__Stored data__.
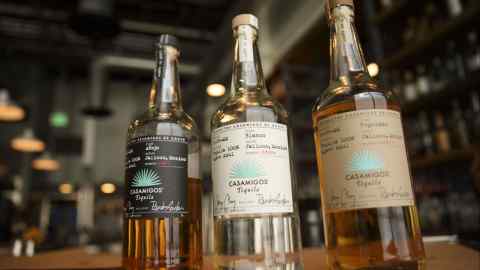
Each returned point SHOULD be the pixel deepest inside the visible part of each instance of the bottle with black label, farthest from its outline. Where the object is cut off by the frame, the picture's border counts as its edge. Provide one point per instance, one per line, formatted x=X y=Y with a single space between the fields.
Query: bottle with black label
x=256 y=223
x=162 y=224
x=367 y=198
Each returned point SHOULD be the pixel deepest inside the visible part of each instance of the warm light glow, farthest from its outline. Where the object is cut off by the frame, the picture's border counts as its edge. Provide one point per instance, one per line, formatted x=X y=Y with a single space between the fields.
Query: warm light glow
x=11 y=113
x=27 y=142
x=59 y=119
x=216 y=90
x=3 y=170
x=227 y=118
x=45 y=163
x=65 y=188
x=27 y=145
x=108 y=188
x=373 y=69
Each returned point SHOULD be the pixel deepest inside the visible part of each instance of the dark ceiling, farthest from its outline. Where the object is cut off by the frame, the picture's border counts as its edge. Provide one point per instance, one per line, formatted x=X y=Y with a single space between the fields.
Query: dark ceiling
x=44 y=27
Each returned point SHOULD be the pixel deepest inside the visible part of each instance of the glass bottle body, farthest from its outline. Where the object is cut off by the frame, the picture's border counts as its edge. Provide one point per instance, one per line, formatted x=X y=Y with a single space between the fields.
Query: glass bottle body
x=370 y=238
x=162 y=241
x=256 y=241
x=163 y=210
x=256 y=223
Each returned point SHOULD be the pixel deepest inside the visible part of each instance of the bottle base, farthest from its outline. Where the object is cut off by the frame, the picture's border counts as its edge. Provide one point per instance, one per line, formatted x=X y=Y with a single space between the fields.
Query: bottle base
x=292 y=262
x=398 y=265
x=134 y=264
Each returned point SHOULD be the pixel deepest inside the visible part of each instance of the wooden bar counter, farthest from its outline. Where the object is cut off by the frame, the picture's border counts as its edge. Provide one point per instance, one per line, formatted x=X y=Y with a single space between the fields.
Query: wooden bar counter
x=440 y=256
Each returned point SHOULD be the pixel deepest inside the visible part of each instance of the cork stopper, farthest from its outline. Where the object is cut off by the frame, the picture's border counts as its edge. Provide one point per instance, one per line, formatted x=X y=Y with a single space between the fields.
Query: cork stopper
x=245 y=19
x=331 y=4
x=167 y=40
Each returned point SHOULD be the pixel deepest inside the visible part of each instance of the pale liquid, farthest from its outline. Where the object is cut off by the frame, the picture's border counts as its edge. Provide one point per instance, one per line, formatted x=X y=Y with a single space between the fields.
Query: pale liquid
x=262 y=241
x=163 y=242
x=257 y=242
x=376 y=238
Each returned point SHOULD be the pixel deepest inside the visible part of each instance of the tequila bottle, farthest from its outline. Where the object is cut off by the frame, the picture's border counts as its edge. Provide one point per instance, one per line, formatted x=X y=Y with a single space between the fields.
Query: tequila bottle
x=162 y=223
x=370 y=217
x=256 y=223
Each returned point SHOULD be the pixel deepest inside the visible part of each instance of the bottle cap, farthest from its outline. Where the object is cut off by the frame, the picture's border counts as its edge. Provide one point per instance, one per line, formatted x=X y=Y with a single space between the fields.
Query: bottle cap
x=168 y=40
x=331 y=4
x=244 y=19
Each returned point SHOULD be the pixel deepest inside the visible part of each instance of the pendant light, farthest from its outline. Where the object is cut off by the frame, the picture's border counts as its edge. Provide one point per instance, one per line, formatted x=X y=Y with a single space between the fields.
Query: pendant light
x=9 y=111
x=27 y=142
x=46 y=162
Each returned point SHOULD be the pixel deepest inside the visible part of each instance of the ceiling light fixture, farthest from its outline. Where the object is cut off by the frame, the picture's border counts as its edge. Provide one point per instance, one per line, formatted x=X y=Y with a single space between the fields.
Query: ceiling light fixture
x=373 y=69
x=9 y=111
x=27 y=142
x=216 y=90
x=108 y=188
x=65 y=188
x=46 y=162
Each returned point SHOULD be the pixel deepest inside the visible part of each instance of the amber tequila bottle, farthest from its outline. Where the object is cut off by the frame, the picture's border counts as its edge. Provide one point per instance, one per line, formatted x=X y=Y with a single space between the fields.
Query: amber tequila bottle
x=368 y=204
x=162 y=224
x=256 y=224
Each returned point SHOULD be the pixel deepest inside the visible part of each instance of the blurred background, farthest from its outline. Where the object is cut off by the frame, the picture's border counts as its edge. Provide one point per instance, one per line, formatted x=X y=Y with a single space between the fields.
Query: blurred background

__Work instruction__.
Lines from the entries that contain the string "blurred" are what must be copied.

__Response to the task__.
Each returned point SHOULD be the pixel deepest inside the visible part of each instance of the blurred background, farthest from its outline. Where the object is cut off by the frame, the picture's border counts as its edge. Provide one point per instance, one per line, formatted x=X y=Y with a single space between the fields.
Query: blurred background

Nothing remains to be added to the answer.